Dataset entries:

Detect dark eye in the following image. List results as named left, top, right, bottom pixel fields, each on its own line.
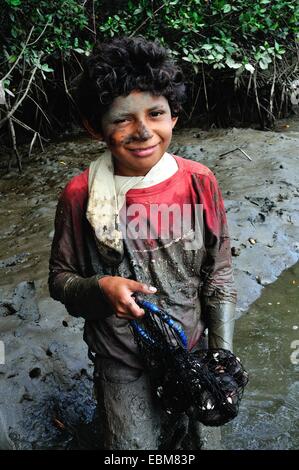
left=113, top=118, right=128, bottom=124
left=150, top=110, right=165, bottom=117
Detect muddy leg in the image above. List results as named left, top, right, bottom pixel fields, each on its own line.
left=188, top=416, right=223, bottom=450
left=94, top=358, right=161, bottom=450
left=159, top=413, right=189, bottom=450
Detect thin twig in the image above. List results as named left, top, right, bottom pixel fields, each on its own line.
left=11, top=115, right=47, bottom=141
left=247, top=72, right=253, bottom=96
left=6, top=103, right=22, bottom=172
left=83, top=24, right=97, bottom=34
left=278, top=83, right=286, bottom=119
left=238, top=148, right=252, bottom=161
left=219, top=149, right=236, bottom=157
left=27, top=20, right=51, bottom=47
left=2, top=27, right=34, bottom=83
left=72, top=52, right=84, bottom=72
left=26, top=94, right=51, bottom=125
left=8, top=119, right=22, bottom=171
left=269, top=58, right=276, bottom=119
left=188, top=81, right=202, bottom=121
left=253, top=70, right=263, bottom=127
left=201, top=63, right=209, bottom=112
left=38, top=133, right=44, bottom=152
left=19, top=54, right=26, bottom=102
left=30, top=80, right=48, bottom=102
left=28, top=132, right=38, bottom=159
left=92, top=0, right=96, bottom=40
left=219, top=147, right=252, bottom=161
left=129, top=4, right=166, bottom=37
left=0, top=65, right=38, bottom=128
left=256, top=100, right=276, bottom=120
left=61, top=55, right=75, bottom=104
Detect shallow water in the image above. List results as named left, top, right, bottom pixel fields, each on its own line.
left=222, top=262, right=299, bottom=450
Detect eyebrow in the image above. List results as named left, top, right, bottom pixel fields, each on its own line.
left=103, top=112, right=131, bottom=123
left=114, top=106, right=166, bottom=116
left=110, top=113, right=131, bottom=120
left=148, top=105, right=167, bottom=111
left=107, top=105, right=167, bottom=122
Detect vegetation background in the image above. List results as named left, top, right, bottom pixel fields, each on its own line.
left=0, top=0, right=298, bottom=170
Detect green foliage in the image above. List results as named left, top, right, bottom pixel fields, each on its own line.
left=3, top=0, right=296, bottom=76
left=97, top=0, right=298, bottom=76
left=2, top=0, right=91, bottom=76
left=0, top=0, right=298, bottom=141
left=1, top=0, right=297, bottom=86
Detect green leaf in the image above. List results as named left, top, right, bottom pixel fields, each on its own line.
left=213, top=63, right=225, bottom=69
left=259, top=59, right=269, bottom=70
left=11, top=28, right=18, bottom=39
left=40, top=64, right=54, bottom=73
left=245, top=63, right=255, bottom=73
left=8, top=55, right=17, bottom=63
left=6, top=0, right=22, bottom=6
left=215, top=45, right=225, bottom=54
left=73, top=48, right=85, bottom=54
left=202, top=44, right=213, bottom=50
left=223, top=4, right=232, bottom=14
left=226, top=57, right=242, bottom=69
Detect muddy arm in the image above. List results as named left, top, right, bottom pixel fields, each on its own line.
left=48, top=196, right=111, bottom=321
left=203, top=298, right=236, bottom=352
left=199, top=174, right=237, bottom=352
left=48, top=270, right=110, bottom=320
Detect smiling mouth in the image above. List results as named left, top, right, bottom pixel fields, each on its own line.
left=127, top=143, right=159, bottom=157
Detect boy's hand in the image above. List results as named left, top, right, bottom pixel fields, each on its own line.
left=98, top=276, right=157, bottom=320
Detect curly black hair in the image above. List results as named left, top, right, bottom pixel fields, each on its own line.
left=76, top=36, right=186, bottom=133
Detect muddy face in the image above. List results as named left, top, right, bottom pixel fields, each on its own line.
left=99, top=91, right=178, bottom=176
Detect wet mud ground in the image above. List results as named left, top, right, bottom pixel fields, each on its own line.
left=0, top=119, right=298, bottom=449
left=222, top=261, right=299, bottom=450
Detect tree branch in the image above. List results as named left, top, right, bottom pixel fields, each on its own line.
left=0, top=65, right=38, bottom=128
left=129, top=4, right=166, bottom=37
left=2, top=27, right=34, bottom=83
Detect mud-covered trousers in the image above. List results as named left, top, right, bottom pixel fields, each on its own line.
left=93, top=357, right=222, bottom=450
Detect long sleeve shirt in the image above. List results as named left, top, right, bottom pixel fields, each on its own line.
left=48, top=155, right=237, bottom=369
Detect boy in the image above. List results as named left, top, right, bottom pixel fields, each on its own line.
left=48, top=36, right=236, bottom=450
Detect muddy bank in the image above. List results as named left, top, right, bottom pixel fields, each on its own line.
left=0, top=121, right=298, bottom=449
left=170, top=123, right=299, bottom=316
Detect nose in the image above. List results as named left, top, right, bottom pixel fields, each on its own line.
left=130, top=120, right=153, bottom=142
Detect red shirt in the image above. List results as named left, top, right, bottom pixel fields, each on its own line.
left=49, top=155, right=236, bottom=369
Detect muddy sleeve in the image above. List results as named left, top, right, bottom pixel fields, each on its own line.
left=200, top=173, right=237, bottom=352
left=48, top=196, right=110, bottom=321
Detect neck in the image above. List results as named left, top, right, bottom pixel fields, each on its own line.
left=113, top=158, right=164, bottom=176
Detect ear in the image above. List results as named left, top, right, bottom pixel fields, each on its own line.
left=171, top=116, right=178, bottom=128
left=83, top=119, right=103, bottom=140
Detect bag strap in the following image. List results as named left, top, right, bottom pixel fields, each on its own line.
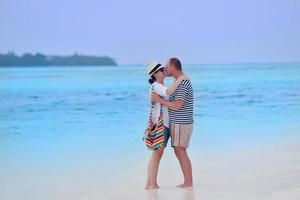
left=149, top=84, right=163, bottom=121
left=148, top=85, right=155, bottom=122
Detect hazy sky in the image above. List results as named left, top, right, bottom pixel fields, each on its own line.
left=0, top=0, right=299, bottom=64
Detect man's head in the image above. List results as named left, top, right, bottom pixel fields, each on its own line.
left=165, top=57, right=182, bottom=77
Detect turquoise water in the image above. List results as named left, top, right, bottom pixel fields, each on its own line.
left=1, top=64, right=300, bottom=171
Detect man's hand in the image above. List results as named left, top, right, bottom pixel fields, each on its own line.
left=152, top=91, right=184, bottom=110
left=151, top=92, right=162, bottom=103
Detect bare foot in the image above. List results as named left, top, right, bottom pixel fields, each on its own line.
left=176, top=183, right=193, bottom=188
left=145, top=184, right=160, bottom=190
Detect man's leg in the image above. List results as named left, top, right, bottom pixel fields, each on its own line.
left=174, top=147, right=193, bottom=188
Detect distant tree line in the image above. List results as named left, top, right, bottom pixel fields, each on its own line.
left=0, top=52, right=117, bottom=66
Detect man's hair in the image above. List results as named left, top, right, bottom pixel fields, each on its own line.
left=169, top=57, right=182, bottom=71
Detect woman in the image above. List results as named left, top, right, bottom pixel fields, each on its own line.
left=145, top=61, right=187, bottom=190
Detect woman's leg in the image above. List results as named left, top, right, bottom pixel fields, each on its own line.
left=145, top=147, right=165, bottom=190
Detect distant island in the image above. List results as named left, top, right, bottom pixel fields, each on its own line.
left=0, top=52, right=117, bottom=66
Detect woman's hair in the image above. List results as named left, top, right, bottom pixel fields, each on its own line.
left=148, top=75, right=156, bottom=84
left=148, top=68, right=164, bottom=84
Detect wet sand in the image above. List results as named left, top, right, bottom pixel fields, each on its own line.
left=1, top=133, right=300, bottom=200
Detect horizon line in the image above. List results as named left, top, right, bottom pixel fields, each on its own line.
left=1, top=51, right=299, bottom=66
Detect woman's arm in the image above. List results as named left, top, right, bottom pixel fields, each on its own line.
left=166, top=74, right=189, bottom=95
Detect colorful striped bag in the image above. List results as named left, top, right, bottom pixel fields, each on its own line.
left=143, top=86, right=165, bottom=150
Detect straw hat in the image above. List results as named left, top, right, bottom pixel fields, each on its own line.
left=147, top=61, right=164, bottom=76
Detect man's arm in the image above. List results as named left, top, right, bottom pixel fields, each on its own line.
left=151, top=92, right=184, bottom=110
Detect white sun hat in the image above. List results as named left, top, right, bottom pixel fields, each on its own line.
left=147, top=61, right=165, bottom=76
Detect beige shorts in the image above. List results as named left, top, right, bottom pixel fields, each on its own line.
left=170, top=124, right=193, bottom=148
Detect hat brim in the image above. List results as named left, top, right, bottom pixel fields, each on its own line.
left=149, top=64, right=165, bottom=76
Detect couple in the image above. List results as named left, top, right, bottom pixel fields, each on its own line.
left=145, top=58, right=194, bottom=190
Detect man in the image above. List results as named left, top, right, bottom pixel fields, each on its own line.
left=151, top=57, right=194, bottom=188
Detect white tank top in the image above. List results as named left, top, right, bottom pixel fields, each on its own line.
left=149, top=82, right=169, bottom=128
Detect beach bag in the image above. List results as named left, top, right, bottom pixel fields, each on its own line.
left=143, top=86, right=165, bottom=150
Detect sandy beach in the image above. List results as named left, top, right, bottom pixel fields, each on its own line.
left=2, top=131, right=299, bottom=200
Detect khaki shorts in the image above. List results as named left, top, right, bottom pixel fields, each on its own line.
left=170, top=124, right=193, bottom=148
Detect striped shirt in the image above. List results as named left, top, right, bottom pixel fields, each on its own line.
left=169, top=79, right=194, bottom=124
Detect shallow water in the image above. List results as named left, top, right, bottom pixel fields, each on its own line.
left=1, top=64, right=300, bottom=199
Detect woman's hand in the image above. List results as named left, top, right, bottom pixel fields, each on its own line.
left=166, top=74, right=189, bottom=95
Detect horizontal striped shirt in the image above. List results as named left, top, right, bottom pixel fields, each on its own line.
left=169, top=79, right=194, bottom=124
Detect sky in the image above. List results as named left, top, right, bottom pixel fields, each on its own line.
left=0, top=0, right=299, bottom=64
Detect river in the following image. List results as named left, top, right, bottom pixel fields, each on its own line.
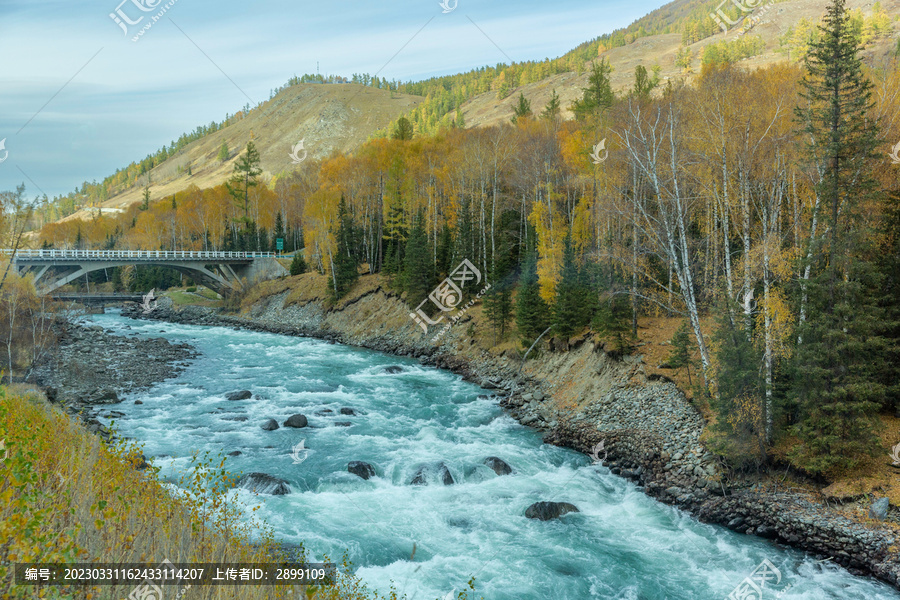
left=88, top=310, right=900, bottom=600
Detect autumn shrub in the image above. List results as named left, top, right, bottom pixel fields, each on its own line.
left=0, top=386, right=393, bottom=600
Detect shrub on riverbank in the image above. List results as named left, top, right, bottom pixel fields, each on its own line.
left=0, top=385, right=389, bottom=600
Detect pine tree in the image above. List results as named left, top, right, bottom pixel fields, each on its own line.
left=217, top=141, right=229, bottom=162
left=225, top=141, right=262, bottom=225
left=272, top=212, right=286, bottom=253
left=791, top=0, right=884, bottom=474
left=571, top=58, right=614, bottom=120
left=511, top=92, right=532, bottom=122
left=290, top=252, right=307, bottom=276
left=140, top=187, right=150, bottom=211
left=392, top=117, right=414, bottom=140
left=632, top=65, right=660, bottom=103
left=330, top=195, right=359, bottom=300
left=403, top=213, right=435, bottom=308
left=553, top=232, right=595, bottom=339
left=483, top=249, right=515, bottom=342
left=515, top=251, right=550, bottom=346
left=541, top=89, right=561, bottom=120
left=668, top=321, right=694, bottom=386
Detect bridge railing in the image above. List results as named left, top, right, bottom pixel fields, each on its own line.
left=2, top=249, right=277, bottom=260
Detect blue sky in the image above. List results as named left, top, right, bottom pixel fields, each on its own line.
left=0, top=0, right=662, bottom=199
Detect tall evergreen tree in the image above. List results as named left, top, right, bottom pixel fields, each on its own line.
left=392, top=117, right=414, bottom=140
left=541, top=89, right=561, bottom=121
left=403, top=213, right=435, bottom=308
left=791, top=0, right=884, bottom=474
left=511, top=92, right=532, bottom=122
left=553, top=232, right=595, bottom=339
left=330, top=195, right=359, bottom=300
left=272, top=212, right=286, bottom=253
left=516, top=251, right=550, bottom=346
left=571, top=58, right=614, bottom=120
left=225, top=141, right=262, bottom=225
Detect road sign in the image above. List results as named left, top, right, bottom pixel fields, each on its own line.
left=276, top=238, right=284, bottom=251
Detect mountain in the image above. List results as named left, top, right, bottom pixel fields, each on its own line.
left=50, top=0, right=899, bottom=224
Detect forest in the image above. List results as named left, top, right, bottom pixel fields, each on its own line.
left=29, top=0, right=900, bottom=478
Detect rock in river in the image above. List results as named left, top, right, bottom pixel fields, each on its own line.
left=483, top=457, right=513, bottom=476
left=284, top=414, right=308, bottom=428
left=261, top=419, right=280, bottom=431
left=348, top=461, right=376, bottom=480
left=226, top=390, right=252, bottom=401
left=383, top=365, right=404, bottom=374
left=524, top=501, right=579, bottom=521
left=235, top=473, right=291, bottom=495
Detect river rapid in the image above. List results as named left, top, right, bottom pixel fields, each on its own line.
left=88, top=310, right=900, bottom=600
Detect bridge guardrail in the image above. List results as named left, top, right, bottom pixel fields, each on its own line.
left=1, top=249, right=277, bottom=260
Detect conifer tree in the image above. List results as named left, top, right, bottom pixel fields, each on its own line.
left=330, top=195, right=359, bottom=300
left=791, top=0, right=884, bottom=474
left=572, top=58, right=614, bottom=120
left=225, top=141, right=262, bottom=225
left=289, top=252, right=307, bottom=276
left=541, top=89, right=561, bottom=120
left=217, top=142, right=229, bottom=162
left=403, top=213, right=435, bottom=308
left=553, top=232, right=595, bottom=338
left=516, top=250, right=550, bottom=346
left=511, top=93, right=532, bottom=122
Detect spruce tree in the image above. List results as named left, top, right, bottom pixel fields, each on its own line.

Exercise: The answer should contain nothing except the lines from the one with "Detect river rapid" to the end of the material above, each given again exactly.

Exercise solution:
Detect river rapid in the image above. List results as named left, top, right, bottom pixel fields, each on its own line.
left=88, top=310, right=900, bottom=600
Detect bridge guardrail in the image above. List results as named left, top, right, bottom pixel fields, each on its own line.
left=1, top=249, right=277, bottom=260
Detect conifer tree in the image above. List results as named left, top, right, bottom pixel fields, each on its own line.
left=330, top=195, right=359, bottom=300
left=791, top=0, right=884, bottom=474
left=572, top=58, right=614, bottom=120
left=225, top=141, right=262, bottom=225
left=289, top=252, right=307, bottom=276
left=541, top=89, right=561, bottom=120
left=217, top=142, right=229, bottom=162
left=403, top=213, right=435, bottom=308
left=553, top=232, right=595, bottom=338
left=516, top=250, right=550, bottom=346
left=511, top=93, right=532, bottom=122
Detect spruce tree in the image above. List results as named left, top, right, bottom pixel fields, each on its own line.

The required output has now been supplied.